══ DATA RECORDS

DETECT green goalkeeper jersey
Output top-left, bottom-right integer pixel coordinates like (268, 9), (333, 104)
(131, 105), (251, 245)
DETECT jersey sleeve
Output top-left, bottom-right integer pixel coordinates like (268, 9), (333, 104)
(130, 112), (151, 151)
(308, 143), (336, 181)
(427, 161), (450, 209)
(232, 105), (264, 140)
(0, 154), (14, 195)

════
══ DATA RECORDS

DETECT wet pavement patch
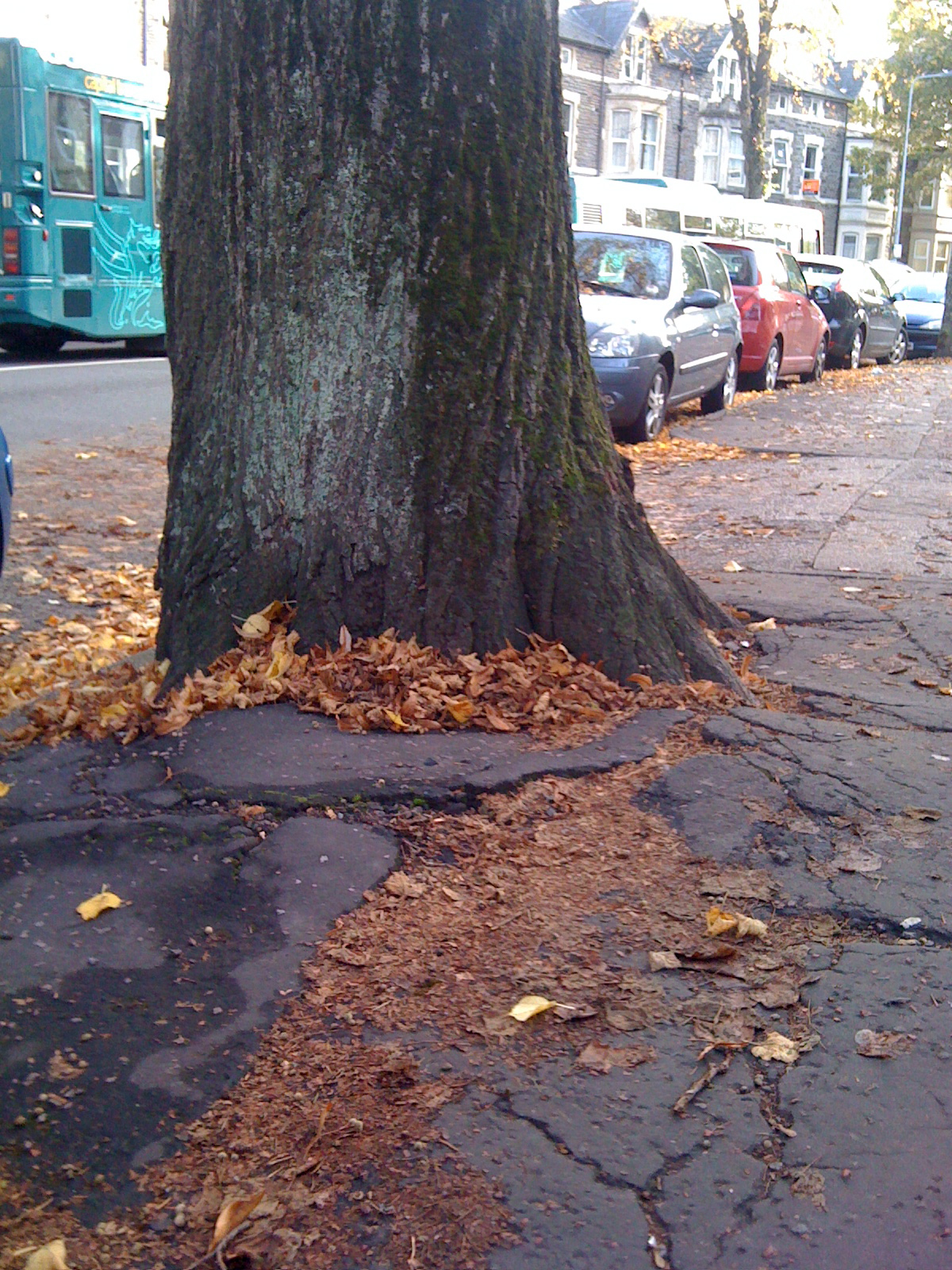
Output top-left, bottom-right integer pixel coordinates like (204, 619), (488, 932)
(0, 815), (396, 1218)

════
══ DATA RECORDS

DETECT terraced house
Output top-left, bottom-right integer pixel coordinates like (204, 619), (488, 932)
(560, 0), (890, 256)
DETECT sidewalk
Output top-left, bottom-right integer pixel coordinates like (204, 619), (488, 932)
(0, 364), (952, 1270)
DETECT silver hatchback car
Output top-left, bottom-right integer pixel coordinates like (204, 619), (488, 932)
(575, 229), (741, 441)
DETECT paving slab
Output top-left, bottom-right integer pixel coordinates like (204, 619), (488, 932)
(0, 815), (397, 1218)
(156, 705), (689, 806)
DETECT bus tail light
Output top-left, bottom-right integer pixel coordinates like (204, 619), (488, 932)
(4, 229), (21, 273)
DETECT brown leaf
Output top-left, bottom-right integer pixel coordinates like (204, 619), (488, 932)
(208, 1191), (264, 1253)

════

EXERCISE PROMPT: Swap "jersey" for "shirt" in the records starting at the line containing "DETECT green goalkeeper jersey" and ending at the line containing "(0, 154), (14, 195)". Give back only those lines, with everything else left unchanged.

TASK OUTPUT:
DETECT green goalkeeper shirt
Output top-left, bottom-right integer pixel coordinates like (268, 9), (333, 104)
(131, 105), (251, 245)
DETECT shirt sleeve
Output top-left, bottom-right integer pixel coordinates like (268, 9), (333, 104)
(130, 112), (151, 151)
(308, 143), (336, 181)
(427, 161), (450, 209)
(232, 105), (264, 140)
(0, 154), (14, 195)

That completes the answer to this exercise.